EXERCISE AIM
Without changing a single character, copy every record below.

THE INPUT
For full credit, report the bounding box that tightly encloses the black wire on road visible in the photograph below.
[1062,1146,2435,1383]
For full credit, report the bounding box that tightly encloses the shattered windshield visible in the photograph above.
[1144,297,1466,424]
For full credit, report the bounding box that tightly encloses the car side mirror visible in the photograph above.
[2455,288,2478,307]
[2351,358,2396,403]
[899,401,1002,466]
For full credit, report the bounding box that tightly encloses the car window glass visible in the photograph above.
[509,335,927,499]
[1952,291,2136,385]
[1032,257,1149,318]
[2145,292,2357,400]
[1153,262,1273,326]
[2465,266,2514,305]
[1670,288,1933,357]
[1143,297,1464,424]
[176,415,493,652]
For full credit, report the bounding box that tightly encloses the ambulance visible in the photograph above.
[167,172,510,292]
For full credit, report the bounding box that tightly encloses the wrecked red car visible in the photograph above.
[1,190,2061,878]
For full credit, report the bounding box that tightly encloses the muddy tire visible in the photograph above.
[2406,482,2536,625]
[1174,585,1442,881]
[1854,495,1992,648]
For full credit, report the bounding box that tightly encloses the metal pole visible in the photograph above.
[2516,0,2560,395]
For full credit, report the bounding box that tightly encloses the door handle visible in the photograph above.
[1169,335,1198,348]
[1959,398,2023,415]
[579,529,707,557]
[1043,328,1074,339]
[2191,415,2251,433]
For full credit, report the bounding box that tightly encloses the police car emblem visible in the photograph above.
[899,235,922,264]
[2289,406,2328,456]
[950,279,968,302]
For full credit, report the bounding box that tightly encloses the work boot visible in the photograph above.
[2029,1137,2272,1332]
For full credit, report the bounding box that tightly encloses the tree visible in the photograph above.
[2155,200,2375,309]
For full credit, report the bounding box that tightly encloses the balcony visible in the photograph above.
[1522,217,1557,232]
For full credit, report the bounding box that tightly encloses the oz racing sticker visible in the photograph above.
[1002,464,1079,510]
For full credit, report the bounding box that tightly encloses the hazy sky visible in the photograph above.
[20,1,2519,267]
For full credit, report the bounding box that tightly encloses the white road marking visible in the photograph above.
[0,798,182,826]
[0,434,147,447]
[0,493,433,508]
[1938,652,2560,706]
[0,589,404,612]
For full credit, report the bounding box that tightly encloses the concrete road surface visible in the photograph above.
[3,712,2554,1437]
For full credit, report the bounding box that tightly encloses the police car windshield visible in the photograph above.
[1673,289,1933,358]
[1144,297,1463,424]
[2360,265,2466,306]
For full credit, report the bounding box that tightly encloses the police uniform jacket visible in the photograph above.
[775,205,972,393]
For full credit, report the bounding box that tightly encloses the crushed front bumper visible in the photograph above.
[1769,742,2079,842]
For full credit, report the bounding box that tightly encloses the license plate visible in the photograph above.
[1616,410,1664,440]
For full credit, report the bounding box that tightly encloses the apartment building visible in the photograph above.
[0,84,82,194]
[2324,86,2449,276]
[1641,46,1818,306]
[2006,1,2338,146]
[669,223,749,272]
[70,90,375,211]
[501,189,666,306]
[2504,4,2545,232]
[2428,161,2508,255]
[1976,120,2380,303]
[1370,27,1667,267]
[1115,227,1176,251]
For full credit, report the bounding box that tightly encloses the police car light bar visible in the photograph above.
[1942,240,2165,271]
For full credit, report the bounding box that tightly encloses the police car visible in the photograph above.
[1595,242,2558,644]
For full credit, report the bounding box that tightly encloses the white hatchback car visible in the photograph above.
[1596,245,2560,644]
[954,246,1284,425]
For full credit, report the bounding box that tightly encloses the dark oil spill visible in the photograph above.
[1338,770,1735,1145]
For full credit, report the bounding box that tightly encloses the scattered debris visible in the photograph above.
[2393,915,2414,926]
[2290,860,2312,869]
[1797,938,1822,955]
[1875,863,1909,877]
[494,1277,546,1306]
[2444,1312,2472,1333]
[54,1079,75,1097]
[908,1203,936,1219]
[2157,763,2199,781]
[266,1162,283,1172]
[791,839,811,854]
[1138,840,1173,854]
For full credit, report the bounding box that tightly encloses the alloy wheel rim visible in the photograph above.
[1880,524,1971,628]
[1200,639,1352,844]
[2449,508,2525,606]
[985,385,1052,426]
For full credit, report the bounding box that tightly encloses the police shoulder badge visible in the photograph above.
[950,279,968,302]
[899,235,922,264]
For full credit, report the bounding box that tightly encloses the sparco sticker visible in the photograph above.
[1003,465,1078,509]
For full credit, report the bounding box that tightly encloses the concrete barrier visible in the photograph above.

TASK RESULT
For full credit, report the bounding box that tightly encloses the black wire on road visible in the photograph below.
[1062,1146,2435,1383]
For full credit, report the bounding box that tightly encloses the shattered windshield visible in the photograph above.
[1144,297,1466,424]
For full credit, report the bounding box that tightly encloses the car side mirror visible in the photograph above.
[2455,288,2478,307]
[2351,358,2396,403]
[899,401,1002,466]
For full credit, report the bounding box that tightly encloses the car window glass visible in the photograph above.
[509,335,927,499]
[1952,291,2136,385]
[1032,257,1149,318]
[2145,292,2357,400]
[1153,262,1273,326]
[2465,266,2514,305]
[1670,288,1933,357]
[1143,297,1464,424]
[176,415,493,652]
For full credit, report the bounding box that tightly encloses the ambulance visible in the photograph above.
[167,172,510,292]
For full credit, report the bounding box that tightly encloses the wrecked red car visible in the photograph above.
[1,190,2061,878]
For full credit, report the bounding box that tightly encloses the muddy tire visible in the photograph above.
[2406,482,2536,625]
[1174,585,1442,881]
[1854,495,1992,648]
For full credit, report the bounding box that tightly encloses the metal pole visible in the photograph above.
[2516,0,2560,395]
For full credit, report the bounding box that tightly encloses the door handle visible in the photograph above.
[1169,335,1198,348]
[1959,398,2023,415]
[579,529,707,557]
[1043,328,1074,339]
[2191,415,2251,433]
For full credit, report the bounding box that tightly encloses the police car emblem visible in the photograph above.
[899,235,922,264]
[2289,406,2328,456]
[950,279,968,302]
For full credit, report the bounding box that tightly encloses the work boot visible in the photograph above.
[2029,1137,2272,1332]
For full credit, report the bounding box that tightly encloses the tree visible in the photograph above.
[2155,200,2375,309]
For full credit, report the bounding box that tightly encloses the balcony visible in the photograph above.
[1522,217,1557,232]
For full credit, report the bounding box that tightly encloses the oz racing sticker visible in the photograph above.
[1002,464,1079,510]
For full credit, report the bounding box that tightly encloses the hazy sky visible in the photograph above.
[20,1,2519,267]
For full credit, report the bounding box that tightly encloses the white road marking visible in the photograph above.
[0,798,182,826]
[0,434,147,447]
[0,493,433,508]
[1938,652,2560,706]
[0,589,404,612]
For full credit, report the bounding box that tightly encloses the concrete road surface visible in the photograph above.
[3,712,2554,1437]
For full credit, report the bounding box that tightly encloses the police car windshield visible in the photograph above.
[1673,289,1933,358]
[1144,297,1463,424]
[2360,265,2466,306]
For full credit, report the bounding box that tightly encloses the police uniform jacket visible in the photograph above.
[775,205,972,393]
For full credit, report the bounding box that tightly encloses the crushed front bumper visible in the photograph above.
[1769,742,2079,842]
For full credit, report the bounding box that tightly encloses the license plate visible in the photograph above.
[1616,410,1664,440]
For full credit, report the bounding box that tightly encloses the apartment building visible in the photograph above.
[0,84,82,194]
[2324,86,2449,276]
[1641,46,1818,306]
[2006,1,2338,146]
[669,223,749,272]
[70,90,375,211]
[501,189,666,306]
[2504,4,2545,232]
[2428,161,2508,255]
[1976,120,2380,303]
[1370,27,1667,267]
[1115,227,1176,251]
For full credit, report the bounding box that tightly encloses the police car light bar visible in the photograph above.
[1942,240,2165,271]
For full credit, report the bounding box that tightly encloses the police car visible in the photograph above.
[1595,242,2558,644]
For full credit, report the bounding box that tightly encloses the white hatchback car visible in the photograph above.
[1596,245,2560,644]
[954,246,1284,425]
For full credit, report the bounding box that tightly encloses the dark oil spill visible in the photograph above.
[1338,770,1735,1145]
For full credit, report the bounding box that tightly encloses the scattered debris visible in the photograph above.
[2393,915,2414,926]
[2290,860,2312,869]
[1797,938,1822,955]
[1875,863,1909,877]
[494,1277,546,1306]
[2444,1312,2472,1333]
[54,1079,75,1097]
[908,1203,936,1219]
[2157,763,2199,781]
[266,1162,283,1172]
[791,839,811,854]
[1138,840,1173,854]
For full credit, report the bounding box that tightly encloses the alloy wheel rim visible in the photograph above.
[1880,524,1971,628]
[1200,639,1352,844]
[2449,508,2525,606]
[985,385,1052,426]
For full credit, report the bounding box that tightly encloses the police shoulder badge visible in the photograph above.
[950,279,968,302]
[899,235,922,264]
For full credit, report the bounding box that tightly encloses the sparco sticker visible in the photograph above.
[1003,465,1078,509]
For full credit, report the bounding box that tightly encloses the concrete barrier visible in the photograph above.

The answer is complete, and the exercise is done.